Aufgaben:
a - Nenne alle Energiekonzerne, die im Artikel über die Rückstellungen der AKW-Betreiber namentlich aufgeführt werden.
b - Greife den Artikel über die Rückstellungsmilliarden der AKW-Betreiber auf und führe ihn im Anschluss an seinen letzten Satz fort.

Auszug:
════════════════

Rückstellungsmilliarden der AKW-Betreiber im Fokus der Kritik

BI Umweltschutz pocht auf Erhöhung der Haftpflichtversicherung
Der Bundesrechnungshof bemängelt die bisherige Praxis, wie die Betreiber von Atomkraftwerken die Rückstellungen für den späteren Abriss der Anlagen und die nukleare Entsorgung bewerkstelligen, berichtet die Süddeutsche Zeitung (13.4.11). Die Summe der Rückstellungen liegt derzeit bei rund 27,5 Mrd. Euro, sie werden nicht versteuert und ihre Höhe liegt nahezu im Belieben der vier Branchengroßen Vattenfall, Eon, RWE und EnBW. Zugleich, darauf verweist die Bürgerinitiative Umweltschutz Lüchow-Dannenberg (BI) würden diese Gelder in den Kauf und die Beteiligung von Müllverbrennungsanlagen und Stadtwerke investiert und stünden im Notfall nicht als "cash flow" zur Verfügung. BI- Sprecher Wolfgang Ehmke bezeichnet die Rückstellungsmilliarden deshalb als "Kriegskasse der Konzerne".

════════════════

Material:
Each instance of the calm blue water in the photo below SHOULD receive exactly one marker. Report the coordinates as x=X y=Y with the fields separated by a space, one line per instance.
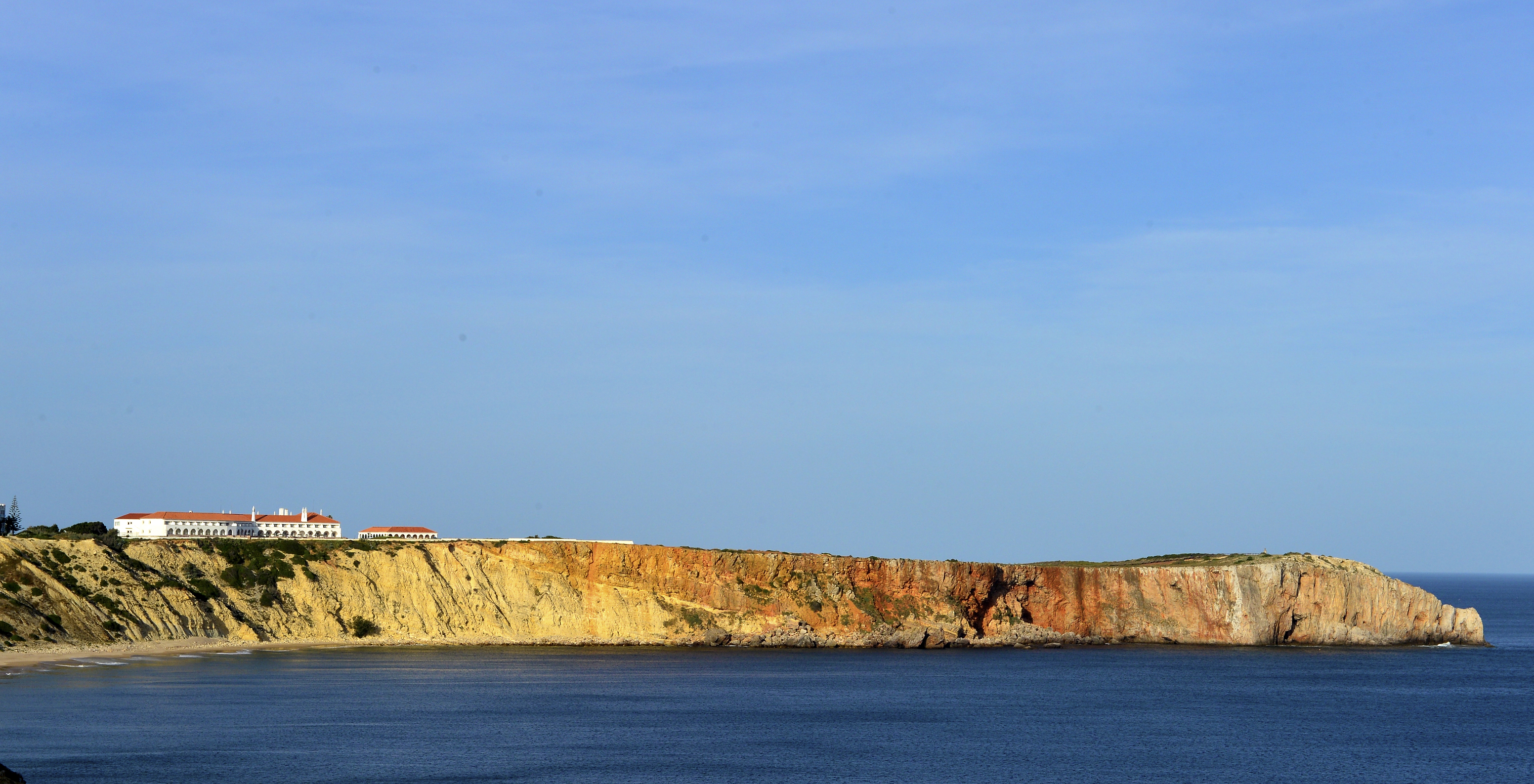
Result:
x=1122 y=714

════════════════

Ergebnisse:
a - Vattenfall, Eon, RWE und EnBW

b -
Die Gorleben-Gegner sehen sich durch den Mangelbericht des Rechnungshofes voll in ihrer Kritik an der intransparenten und wettbewerbsverzerrende Rücklagenpraxis bestärkt. Schon lange fordern sie eine an den wirklichen Erfordernissen der Atommüllentsorgung ausgerichtete Summe, die von den Branchengrößen in einen Fonds eingezahlt werden solle. Was passiert bei einer Insolvenz oder steil abfallenden Aktionskursen wie bei BP und Tepco, fragt die BI.

"Noch wichtiger aber ist die Erhöhung der Haftpflichtversicherung für Schadensereignisse", mahnen die Gorleben-Gegner an. Die Haftpflicht pro Atomkraftwerk von derzeit rund 250 Mio. Euro und eine gegenseitige Garantiezusage der vier Betreibergesellschaften von rund 2.25 Mrd. Euro müsste - mit Blick auf die tatsächlichen Schäden als Folge einer Reaktorkatastrophe - um den Faktor 100 erhöht werden. "Die tatsächlichen Kosten einer Kilowattstunde Atomstrom würden dann endlich deutlich. Die nackten Zahlen aber können das menschliche Leid und die Vernichtung von Lebensraum gar nicht erfassen", sagte Ehmke.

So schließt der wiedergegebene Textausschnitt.